__YOUR INSTRUCTIONS__
Reproduce exactly, from the data that follows, the line with "positive clicks: (99, 59) (75, 47) (93, 16)", the line with "positive clicks: (86, 69)", and every line that lies between them.

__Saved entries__
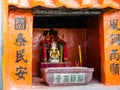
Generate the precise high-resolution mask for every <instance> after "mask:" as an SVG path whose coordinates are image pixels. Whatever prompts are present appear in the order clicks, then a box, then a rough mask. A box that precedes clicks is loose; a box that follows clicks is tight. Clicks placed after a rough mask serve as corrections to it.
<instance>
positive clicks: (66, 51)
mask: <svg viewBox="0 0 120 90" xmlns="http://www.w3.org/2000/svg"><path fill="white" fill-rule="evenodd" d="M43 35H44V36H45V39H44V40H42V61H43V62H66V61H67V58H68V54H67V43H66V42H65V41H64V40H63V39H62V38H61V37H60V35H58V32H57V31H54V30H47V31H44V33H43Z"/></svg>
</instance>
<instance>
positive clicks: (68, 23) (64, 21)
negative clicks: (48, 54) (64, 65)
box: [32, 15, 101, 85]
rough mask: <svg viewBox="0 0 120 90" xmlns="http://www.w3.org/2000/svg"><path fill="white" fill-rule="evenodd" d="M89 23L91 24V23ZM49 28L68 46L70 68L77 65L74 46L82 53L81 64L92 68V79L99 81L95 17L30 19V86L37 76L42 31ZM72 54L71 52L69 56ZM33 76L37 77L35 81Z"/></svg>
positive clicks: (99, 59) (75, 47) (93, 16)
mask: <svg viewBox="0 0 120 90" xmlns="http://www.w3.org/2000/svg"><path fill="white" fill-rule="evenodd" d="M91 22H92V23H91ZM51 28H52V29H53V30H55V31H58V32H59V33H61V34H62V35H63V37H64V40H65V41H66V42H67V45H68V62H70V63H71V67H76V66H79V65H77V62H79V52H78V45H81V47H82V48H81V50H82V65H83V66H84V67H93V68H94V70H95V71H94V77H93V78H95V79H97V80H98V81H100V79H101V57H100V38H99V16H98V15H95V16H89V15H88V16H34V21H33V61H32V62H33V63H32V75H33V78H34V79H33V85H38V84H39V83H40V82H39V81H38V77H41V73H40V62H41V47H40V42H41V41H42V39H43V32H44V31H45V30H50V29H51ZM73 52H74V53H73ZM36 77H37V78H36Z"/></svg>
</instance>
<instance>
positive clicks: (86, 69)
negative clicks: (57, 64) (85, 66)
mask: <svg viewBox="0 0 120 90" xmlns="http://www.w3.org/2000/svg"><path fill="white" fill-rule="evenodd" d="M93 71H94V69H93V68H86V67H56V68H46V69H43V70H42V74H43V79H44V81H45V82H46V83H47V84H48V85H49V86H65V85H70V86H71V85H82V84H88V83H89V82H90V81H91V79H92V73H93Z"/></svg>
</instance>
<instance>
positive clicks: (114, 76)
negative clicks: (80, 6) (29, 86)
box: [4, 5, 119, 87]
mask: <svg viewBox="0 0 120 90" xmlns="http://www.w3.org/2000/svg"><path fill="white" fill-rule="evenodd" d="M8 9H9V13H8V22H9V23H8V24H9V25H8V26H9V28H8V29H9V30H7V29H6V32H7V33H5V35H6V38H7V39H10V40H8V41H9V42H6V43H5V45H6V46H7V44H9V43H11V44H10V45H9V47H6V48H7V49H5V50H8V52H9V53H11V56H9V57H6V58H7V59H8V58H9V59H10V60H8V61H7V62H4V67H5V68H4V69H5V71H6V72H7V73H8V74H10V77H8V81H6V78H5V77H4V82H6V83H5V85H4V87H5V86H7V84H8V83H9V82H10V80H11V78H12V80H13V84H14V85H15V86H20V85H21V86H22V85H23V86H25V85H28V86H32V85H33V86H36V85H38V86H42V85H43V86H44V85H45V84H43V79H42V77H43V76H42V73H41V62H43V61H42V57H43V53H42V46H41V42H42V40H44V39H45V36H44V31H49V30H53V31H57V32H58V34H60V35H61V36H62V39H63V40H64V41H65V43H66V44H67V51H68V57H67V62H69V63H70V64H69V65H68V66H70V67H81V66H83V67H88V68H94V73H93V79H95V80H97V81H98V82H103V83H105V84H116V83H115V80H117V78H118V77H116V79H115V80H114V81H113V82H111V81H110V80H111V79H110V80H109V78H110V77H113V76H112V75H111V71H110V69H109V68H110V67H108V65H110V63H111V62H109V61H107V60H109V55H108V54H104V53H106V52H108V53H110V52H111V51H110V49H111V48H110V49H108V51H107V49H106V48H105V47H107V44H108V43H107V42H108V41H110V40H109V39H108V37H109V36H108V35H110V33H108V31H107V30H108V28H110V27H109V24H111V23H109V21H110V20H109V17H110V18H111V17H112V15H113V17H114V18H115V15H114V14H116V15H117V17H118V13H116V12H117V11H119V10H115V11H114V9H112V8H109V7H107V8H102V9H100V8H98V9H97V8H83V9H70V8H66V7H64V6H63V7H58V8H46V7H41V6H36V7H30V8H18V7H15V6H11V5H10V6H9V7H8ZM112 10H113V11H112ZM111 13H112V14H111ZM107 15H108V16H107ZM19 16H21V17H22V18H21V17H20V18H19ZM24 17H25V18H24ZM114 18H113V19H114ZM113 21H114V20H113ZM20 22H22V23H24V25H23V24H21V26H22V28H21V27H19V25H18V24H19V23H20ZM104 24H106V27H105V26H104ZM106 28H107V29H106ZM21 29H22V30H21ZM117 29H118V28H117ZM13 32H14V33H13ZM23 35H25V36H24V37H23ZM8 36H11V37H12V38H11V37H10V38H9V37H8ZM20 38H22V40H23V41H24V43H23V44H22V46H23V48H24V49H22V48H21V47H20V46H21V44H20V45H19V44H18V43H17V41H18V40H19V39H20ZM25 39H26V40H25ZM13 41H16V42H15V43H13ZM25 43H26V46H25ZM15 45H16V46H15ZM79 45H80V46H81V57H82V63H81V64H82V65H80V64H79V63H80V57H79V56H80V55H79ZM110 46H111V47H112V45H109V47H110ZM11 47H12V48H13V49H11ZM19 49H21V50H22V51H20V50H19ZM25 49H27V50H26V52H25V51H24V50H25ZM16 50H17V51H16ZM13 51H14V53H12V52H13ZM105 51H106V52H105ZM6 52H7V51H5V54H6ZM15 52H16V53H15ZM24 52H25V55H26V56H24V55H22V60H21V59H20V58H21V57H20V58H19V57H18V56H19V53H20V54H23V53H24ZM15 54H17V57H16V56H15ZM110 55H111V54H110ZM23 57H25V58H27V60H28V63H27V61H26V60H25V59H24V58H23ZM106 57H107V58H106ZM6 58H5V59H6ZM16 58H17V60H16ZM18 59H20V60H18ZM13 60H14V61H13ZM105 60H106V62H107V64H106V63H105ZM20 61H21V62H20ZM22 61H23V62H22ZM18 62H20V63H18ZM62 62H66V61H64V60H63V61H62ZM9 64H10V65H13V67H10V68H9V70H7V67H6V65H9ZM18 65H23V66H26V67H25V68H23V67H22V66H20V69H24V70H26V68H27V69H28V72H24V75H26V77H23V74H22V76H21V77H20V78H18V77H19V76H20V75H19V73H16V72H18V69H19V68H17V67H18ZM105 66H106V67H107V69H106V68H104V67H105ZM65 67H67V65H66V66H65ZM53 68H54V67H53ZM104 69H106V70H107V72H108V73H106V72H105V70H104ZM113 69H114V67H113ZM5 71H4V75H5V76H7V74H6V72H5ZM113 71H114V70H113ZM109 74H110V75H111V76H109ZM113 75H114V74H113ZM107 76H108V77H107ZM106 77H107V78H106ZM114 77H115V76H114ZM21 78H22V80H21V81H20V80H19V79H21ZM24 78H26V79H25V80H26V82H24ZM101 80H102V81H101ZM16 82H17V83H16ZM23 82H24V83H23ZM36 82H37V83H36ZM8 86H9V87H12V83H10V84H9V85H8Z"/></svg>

__ANSWER BOX__
positive clicks: (99, 59) (75, 47) (93, 16)
mask: <svg viewBox="0 0 120 90" xmlns="http://www.w3.org/2000/svg"><path fill="white" fill-rule="evenodd" d="M91 22H92V23H91ZM51 28H52V29H53V30H55V31H58V32H59V33H61V34H62V35H63V37H64V40H65V41H66V42H67V45H68V62H70V63H71V67H76V66H79V65H77V62H79V52H78V45H81V47H82V48H81V50H82V65H83V66H84V67H93V68H94V70H95V71H94V77H93V78H95V79H97V80H98V81H100V79H101V57H100V38H99V16H98V15H95V16H89V15H88V16H34V21H33V61H32V62H33V63H32V75H33V78H34V79H33V85H38V84H39V83H40V82H39V81H38V77H41V73H40V62H41V47H40V42H41V41H42V39H43V32H44V31H45V30H50V29H51ZM73 52H74V53H73ZM36 77H37V78H36Z"/></svg>
</instance>
<instance>
positive clicks: (86, 69)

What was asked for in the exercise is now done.